[START OF Data section]
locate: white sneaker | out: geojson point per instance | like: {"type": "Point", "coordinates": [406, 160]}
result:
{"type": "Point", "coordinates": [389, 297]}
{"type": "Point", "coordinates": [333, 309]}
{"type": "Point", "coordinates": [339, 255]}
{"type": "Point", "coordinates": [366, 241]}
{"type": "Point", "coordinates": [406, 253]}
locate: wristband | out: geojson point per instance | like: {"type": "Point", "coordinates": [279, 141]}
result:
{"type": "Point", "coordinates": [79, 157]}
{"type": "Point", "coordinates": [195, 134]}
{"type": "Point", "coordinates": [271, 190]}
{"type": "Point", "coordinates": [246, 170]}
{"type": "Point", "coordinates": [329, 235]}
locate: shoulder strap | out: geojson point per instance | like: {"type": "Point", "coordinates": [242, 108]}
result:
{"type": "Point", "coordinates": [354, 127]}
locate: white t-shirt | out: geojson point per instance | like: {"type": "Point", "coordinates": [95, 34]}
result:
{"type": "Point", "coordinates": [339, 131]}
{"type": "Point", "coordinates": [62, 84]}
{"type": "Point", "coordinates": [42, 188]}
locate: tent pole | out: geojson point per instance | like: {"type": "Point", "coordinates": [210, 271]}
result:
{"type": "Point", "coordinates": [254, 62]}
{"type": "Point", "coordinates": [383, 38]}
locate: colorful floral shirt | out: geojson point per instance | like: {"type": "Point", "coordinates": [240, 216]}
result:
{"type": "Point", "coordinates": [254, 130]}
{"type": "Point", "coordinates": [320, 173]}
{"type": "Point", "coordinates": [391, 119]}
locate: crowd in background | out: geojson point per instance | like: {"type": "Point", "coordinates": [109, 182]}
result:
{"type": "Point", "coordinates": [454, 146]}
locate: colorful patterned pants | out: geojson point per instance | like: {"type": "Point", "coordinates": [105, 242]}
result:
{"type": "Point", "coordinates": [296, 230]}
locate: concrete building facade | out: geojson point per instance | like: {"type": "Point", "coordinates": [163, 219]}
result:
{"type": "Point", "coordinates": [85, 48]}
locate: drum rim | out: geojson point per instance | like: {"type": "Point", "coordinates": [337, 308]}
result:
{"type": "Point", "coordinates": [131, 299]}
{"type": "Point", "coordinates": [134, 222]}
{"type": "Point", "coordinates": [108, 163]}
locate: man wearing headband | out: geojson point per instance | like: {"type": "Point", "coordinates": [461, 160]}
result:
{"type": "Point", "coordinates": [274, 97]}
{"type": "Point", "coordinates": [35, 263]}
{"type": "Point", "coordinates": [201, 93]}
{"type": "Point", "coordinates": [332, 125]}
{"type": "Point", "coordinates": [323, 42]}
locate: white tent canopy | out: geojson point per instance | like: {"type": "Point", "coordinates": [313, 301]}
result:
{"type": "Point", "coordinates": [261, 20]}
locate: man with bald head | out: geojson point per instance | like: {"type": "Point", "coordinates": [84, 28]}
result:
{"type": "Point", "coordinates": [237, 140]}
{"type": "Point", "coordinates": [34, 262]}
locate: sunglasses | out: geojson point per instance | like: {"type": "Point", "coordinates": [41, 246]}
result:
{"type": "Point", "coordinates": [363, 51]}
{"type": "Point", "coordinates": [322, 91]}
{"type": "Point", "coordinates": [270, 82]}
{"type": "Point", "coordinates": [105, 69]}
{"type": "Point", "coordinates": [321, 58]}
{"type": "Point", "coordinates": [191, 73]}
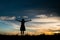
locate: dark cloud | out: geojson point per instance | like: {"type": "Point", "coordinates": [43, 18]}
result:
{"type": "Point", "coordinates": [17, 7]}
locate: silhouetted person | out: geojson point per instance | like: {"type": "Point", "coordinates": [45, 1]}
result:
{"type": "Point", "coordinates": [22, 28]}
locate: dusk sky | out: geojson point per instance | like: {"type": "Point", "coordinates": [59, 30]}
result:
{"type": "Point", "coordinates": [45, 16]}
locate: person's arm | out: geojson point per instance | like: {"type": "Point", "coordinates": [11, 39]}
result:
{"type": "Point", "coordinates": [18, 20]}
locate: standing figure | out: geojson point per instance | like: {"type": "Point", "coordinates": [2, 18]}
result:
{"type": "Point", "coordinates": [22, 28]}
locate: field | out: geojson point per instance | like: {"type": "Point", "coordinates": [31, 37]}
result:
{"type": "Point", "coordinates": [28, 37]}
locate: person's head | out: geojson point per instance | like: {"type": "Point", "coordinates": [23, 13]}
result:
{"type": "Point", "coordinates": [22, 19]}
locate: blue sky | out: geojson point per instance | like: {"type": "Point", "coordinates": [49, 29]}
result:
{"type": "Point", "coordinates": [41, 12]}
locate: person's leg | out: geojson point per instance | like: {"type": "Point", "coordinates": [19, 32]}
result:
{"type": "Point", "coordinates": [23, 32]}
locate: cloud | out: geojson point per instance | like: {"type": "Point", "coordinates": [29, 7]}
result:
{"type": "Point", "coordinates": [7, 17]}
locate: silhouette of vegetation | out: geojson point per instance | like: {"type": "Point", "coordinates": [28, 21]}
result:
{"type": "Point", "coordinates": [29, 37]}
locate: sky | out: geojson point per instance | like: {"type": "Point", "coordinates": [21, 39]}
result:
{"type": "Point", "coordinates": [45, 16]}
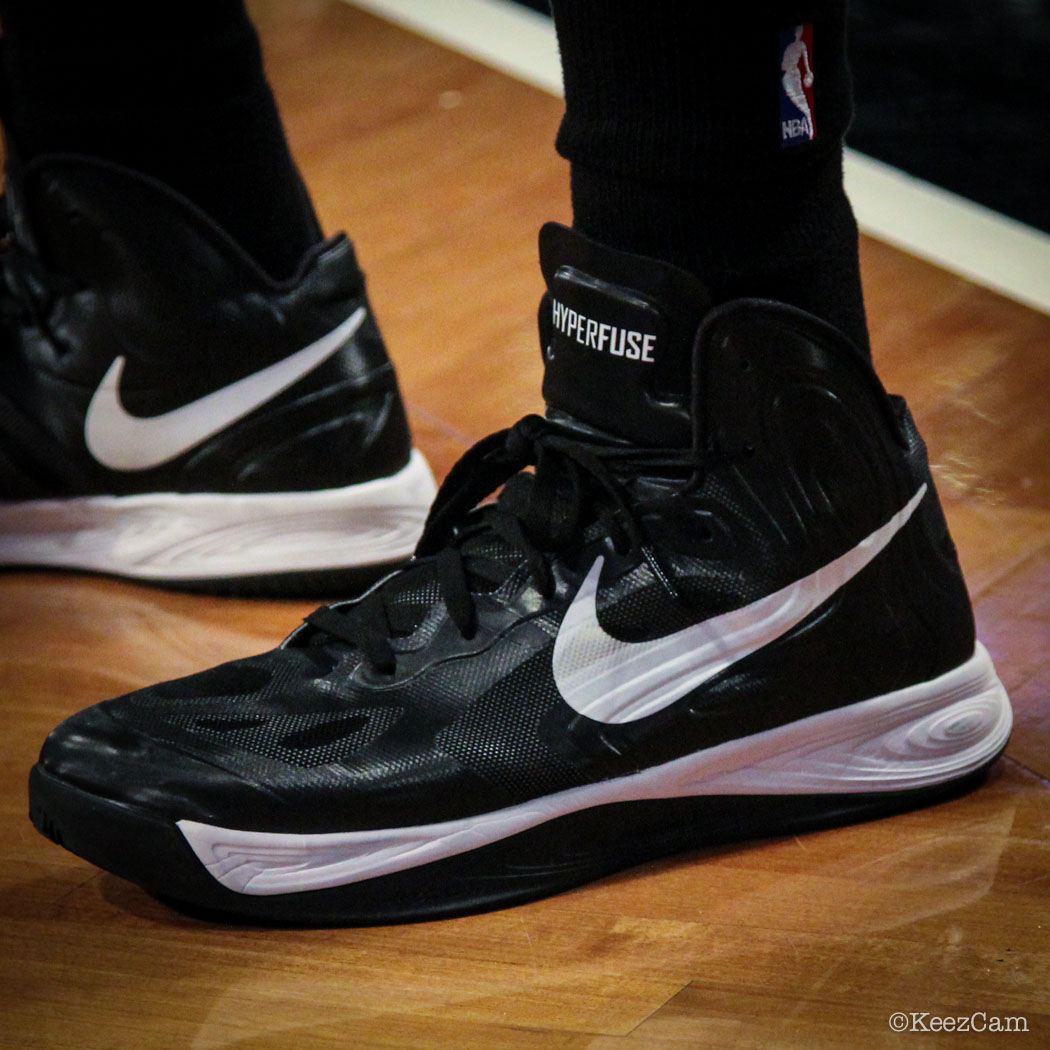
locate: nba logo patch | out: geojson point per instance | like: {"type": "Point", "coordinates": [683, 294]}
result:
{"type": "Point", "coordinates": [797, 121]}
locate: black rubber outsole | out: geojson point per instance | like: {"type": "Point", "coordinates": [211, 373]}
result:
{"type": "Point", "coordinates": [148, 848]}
[END OF Data section]
[START OF Data section]
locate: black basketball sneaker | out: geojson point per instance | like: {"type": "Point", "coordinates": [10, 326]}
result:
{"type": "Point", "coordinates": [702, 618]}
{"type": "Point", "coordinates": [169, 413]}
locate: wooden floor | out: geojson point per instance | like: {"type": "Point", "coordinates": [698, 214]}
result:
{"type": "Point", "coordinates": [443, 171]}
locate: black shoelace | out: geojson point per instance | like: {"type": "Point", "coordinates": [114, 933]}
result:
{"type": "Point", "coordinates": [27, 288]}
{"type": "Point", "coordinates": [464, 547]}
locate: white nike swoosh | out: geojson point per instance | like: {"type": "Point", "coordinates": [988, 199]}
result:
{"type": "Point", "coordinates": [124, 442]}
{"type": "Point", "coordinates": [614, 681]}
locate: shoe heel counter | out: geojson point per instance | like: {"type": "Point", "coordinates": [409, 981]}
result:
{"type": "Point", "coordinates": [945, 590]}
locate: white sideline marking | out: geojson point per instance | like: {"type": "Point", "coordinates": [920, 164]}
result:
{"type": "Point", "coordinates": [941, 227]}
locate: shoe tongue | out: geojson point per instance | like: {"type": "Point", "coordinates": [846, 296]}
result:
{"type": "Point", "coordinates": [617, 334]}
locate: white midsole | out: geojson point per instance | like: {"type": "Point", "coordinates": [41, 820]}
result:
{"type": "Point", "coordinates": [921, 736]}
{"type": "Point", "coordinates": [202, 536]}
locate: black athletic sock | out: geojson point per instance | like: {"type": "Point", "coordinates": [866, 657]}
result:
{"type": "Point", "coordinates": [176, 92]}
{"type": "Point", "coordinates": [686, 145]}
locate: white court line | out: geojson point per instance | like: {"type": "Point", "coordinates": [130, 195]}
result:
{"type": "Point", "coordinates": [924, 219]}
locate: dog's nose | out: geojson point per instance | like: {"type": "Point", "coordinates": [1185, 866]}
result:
[END OF Data section]
» Exercise
Please copy out every line of the data above that contains the word "person".

» Task solution
locate: silhouetted person | out: geojson point per instance | like: {"type": "Point", "coordinates": [45, 1]}
locate: person's arm | out: geojson point per instance | like: {"type": "Point", "coordinates": [11, 39]}
locate: person's head | out: geojson point per instance | like: {"type": "Point", "coordinates": [23, 13]}
locate: person's leg | out: geojson point per instance | like: {"type": "Point", "coordinates": [19, 32]}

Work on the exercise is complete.